• 課題: 「Note to the class: point to the green louvered」を含む行から「(1254, 412)」を含む行まで、両端の行も含めて一字一句変えずに書き写す。

------------------------------------------------

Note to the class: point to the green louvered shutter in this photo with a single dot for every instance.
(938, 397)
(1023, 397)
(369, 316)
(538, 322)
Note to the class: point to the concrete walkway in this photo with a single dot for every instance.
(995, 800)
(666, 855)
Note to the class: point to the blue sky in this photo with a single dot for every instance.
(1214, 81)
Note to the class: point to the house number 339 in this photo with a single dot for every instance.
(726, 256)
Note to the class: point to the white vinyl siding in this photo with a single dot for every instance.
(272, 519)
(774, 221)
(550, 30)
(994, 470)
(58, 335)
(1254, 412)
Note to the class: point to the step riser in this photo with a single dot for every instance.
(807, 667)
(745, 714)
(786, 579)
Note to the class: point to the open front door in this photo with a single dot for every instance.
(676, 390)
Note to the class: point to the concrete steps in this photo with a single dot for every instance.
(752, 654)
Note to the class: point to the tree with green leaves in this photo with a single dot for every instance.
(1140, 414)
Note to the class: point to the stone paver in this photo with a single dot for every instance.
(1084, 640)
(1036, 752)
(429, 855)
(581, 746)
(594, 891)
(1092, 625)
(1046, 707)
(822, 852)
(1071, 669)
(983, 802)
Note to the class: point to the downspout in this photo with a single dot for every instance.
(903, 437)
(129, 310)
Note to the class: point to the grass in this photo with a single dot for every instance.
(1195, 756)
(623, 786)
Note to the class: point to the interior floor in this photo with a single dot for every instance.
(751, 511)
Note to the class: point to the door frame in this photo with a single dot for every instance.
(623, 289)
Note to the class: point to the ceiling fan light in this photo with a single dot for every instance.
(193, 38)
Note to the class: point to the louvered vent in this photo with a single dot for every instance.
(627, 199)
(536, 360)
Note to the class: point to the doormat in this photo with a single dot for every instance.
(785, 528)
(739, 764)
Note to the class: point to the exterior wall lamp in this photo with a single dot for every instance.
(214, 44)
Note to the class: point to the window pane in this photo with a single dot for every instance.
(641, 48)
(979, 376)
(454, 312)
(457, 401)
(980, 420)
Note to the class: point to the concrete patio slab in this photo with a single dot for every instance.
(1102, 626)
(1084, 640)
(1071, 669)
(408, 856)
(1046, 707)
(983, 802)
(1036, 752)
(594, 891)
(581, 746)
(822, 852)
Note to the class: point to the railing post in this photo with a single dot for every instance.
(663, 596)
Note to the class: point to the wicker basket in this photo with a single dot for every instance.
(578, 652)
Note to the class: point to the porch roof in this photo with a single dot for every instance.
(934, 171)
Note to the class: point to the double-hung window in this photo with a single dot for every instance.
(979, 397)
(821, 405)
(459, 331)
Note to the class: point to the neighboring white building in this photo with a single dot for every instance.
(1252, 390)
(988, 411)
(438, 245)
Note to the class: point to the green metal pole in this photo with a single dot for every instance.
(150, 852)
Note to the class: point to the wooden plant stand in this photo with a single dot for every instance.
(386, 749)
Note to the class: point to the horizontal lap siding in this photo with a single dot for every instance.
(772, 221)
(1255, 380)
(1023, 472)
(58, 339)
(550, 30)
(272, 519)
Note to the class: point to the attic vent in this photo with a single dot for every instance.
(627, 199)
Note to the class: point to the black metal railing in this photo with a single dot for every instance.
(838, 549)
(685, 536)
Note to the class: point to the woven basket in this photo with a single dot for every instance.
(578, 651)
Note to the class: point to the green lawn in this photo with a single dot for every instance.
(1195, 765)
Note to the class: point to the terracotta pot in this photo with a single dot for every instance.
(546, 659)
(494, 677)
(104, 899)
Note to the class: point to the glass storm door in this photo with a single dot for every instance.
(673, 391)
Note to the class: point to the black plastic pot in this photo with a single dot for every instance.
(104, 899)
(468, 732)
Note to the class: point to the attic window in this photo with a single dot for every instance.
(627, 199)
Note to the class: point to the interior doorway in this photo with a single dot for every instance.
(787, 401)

------------------------------------------------

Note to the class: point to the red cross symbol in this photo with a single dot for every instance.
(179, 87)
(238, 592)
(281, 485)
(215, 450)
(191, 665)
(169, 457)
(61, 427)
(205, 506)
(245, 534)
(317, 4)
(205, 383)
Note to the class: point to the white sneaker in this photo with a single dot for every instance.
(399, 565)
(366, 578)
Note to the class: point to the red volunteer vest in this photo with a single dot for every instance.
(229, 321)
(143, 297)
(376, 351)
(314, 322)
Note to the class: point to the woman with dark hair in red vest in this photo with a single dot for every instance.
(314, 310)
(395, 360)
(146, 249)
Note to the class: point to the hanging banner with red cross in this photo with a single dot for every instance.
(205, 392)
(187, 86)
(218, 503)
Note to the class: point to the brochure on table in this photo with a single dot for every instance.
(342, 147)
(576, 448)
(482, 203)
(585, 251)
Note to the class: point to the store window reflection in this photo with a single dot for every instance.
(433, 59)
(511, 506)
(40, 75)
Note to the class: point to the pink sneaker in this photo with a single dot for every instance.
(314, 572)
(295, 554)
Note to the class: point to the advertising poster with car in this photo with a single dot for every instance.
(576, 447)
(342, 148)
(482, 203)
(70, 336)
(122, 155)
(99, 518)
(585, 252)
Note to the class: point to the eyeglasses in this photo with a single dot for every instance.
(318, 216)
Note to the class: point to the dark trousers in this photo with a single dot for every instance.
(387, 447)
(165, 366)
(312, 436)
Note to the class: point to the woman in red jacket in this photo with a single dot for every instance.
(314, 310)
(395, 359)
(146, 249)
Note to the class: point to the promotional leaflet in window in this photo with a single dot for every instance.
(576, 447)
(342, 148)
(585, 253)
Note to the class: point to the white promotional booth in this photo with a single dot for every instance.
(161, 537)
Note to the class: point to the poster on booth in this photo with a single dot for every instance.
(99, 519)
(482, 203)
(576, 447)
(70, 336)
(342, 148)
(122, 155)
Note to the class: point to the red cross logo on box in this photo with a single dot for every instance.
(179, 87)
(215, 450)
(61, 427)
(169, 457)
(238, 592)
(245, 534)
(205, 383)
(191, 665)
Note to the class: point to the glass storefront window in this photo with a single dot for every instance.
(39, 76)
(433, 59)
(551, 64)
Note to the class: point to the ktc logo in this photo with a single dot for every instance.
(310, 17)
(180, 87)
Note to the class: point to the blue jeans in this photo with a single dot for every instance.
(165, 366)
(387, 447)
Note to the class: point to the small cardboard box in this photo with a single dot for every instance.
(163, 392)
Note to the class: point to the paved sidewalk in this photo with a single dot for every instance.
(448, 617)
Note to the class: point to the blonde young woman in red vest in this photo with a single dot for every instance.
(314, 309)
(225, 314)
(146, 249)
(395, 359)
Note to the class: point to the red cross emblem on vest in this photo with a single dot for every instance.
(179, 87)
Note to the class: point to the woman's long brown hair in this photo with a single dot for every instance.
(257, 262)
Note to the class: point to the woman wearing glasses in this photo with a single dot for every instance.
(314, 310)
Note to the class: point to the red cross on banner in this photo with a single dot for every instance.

------------------------------------------------

• 正解:
Note to the class: point to the green louvered shutter in this photo with a single dot for every instance.
(938, 397)
(1023, 397)
(369, 316)
(538, 322)
Note to the class: point to the concrete walkway in this photo with a single dot for every instance.
(995, 800)
(666, 855)
Note to the class: point to the blue sky in this photo with a single dot for every instance.
(1214, 81)
Note to the class: point to the house number 339 in this photo with a single dot for every instance.
(726, 256)
Note to the class: point to the white vinyl siding in this photo with a single dot for every instance.
(272, 519)
(774, 221)
(550, 30)
(994, 470)
(58, 335)
(1254, 412)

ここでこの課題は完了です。